(Source records)

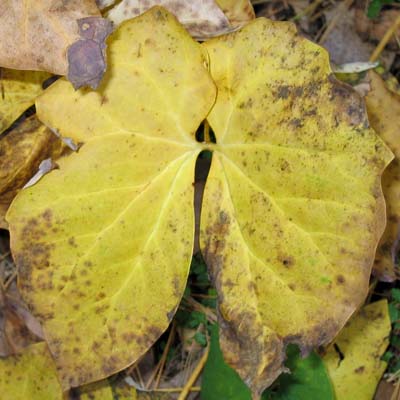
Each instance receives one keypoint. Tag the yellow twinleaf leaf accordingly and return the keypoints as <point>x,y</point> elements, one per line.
<point>383,108</point>
<point>29,375</point>
<point>22,150</point>
<point>202,18</point>
<point>293,207</point>
<point>36,34</point>
<point>99,391</point>
<point>18,90</point>
<point>385,266</point>
<point>104,243</point>
<point>292,213</point>
<point>362,343</point>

WORK TO COMPLETE: Retype every entry verbatim and exclude the pictures from the copy.

RESPONSE BELOW:
Each instance receives one keypoint. Tag the yellow twinleaf leaf accordingly and return the keypoints as <point>x,y</point> elements, one per line.
<point>383,108</point>
<point>29,375</point>
<point>22,150</point>
<point>202,18</point>
<point>293,207</point>
<point>36,34</point>
<point>99,391</point>
<point>18,90</point>
<point>385,266</point>
<point>104,243</point>
<point>292,213</point>
<point>362,343</point>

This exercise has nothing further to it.